### Task description
Could you copy out the items, starting at the line that has "As a courtesy, could you identify the white ski" and stopping after the line that has "[37,32,56,49]", with "green" replaced by "blue" and nothing else changed?

### Data
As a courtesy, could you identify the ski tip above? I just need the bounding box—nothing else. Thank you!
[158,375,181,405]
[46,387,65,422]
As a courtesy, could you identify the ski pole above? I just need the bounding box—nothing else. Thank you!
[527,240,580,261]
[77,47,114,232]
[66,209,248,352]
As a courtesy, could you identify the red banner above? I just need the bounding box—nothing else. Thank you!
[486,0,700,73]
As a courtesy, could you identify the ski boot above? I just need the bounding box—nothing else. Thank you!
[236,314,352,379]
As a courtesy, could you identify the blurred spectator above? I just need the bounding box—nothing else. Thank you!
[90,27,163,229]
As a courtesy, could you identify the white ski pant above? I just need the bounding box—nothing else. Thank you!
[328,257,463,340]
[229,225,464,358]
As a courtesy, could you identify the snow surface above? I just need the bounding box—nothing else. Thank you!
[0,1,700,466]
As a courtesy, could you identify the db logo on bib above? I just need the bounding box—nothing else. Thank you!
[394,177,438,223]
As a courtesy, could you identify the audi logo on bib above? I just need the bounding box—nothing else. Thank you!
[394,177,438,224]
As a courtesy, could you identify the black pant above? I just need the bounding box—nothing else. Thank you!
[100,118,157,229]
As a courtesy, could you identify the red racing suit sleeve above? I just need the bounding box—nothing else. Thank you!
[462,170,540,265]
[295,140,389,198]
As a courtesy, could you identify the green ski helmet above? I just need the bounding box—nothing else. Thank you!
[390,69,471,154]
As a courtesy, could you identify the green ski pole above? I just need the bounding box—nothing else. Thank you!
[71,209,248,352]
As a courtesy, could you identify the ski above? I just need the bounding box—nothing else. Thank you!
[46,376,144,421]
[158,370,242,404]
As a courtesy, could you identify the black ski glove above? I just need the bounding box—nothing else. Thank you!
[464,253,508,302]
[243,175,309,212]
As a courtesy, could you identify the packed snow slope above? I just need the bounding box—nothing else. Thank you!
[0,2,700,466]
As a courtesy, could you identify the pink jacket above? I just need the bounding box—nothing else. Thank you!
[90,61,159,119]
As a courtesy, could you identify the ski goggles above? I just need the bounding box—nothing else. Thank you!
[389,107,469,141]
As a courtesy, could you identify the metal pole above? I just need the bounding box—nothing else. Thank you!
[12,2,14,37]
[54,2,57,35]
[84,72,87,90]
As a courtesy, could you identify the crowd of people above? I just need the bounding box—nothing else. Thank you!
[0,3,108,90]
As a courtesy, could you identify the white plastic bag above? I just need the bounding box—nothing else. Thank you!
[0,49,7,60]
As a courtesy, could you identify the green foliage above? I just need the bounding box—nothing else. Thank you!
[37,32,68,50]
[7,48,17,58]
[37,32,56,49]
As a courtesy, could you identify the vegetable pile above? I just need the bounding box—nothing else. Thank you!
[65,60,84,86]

### Answer in full
As a courtesy, could you identify the white ski pant above? I just need the bounding box—nothing else. Thank you!
[328,257,463,340]
[229,225,464,358]
As a courtesy, could you identify the snow surface above? I just need the bounding box—nothing else. Thank you!
[0,1,700,466]
As a courtesy, could you identify the db logo on bib above? I just need the bounding box—nothing else. Thank you!
[394,177,438,223]
As a courtesy, could you identify the audi logo on bib above? I just need the bounding box—nothing else. Thank you!
[394,177,438,224]
As a courtesy, could you identify the black pant above? I just need the bounding box—nothing else. Thank you!
[100,118,157,229]
As a courtesy, could you identify the red racing suit sleeve above? I just need the bounding box—nothing else. Thank you!
[462,170,540,265]
[295,140,389,198]
As a courtesy, could you identify the blue ski helmet above? I just need the bounding box—nothing else. Thank you!
[390,69,471,154]
As a courtesy, could you identify the blue ski pole above? I just need the bounding box—nothing else. Thank you!
[71,209,248,352]
As a courtesy, could you identify the ski above? I just need the bounding box—nothing else. Thank you!
[46,376,144,421]
[158,370,242,404]
As a courtesy, could you identify the black ski glove above? I just need the bounding box—nothing else. Thank you!
[464,253,508,302]
[243,175,309,212]
As a courtesy, could you identify the packed snow slope above? I just need the bounding box—nothing else. Thank you!
[0,2,700,466]
As a courtesy, could you identify the pink jacket above? I just need the bounding box—nothing else. Thank you!
[90,61,159,119]
As a courtesy, could you identify the ski goggles above? I just need the bounding box—nothing else. Thank you!
[389,107,469,141]
As a courtesy, could you identify the metal pole above? I just need the bounding box—nothing else. Thank you!
[12,2,14,37]
[54,2,57,35]
[84,72,87,90]
As a courtesy, could you identify the crowd of people above? I just need the bounding box—nothing else. Thank you!
[0,3,108,90]
As a courtesy, could you identify the white plastic bag above? I just need the bounding box—nothing else. Thank you!
[0,49,7,60]
As a courtesy, could you identify the blue foliage above? I just need the bounding box—nothing else. Thank you!
[37,32,68,50]
[7,48,17,58]
[37,32,56,49]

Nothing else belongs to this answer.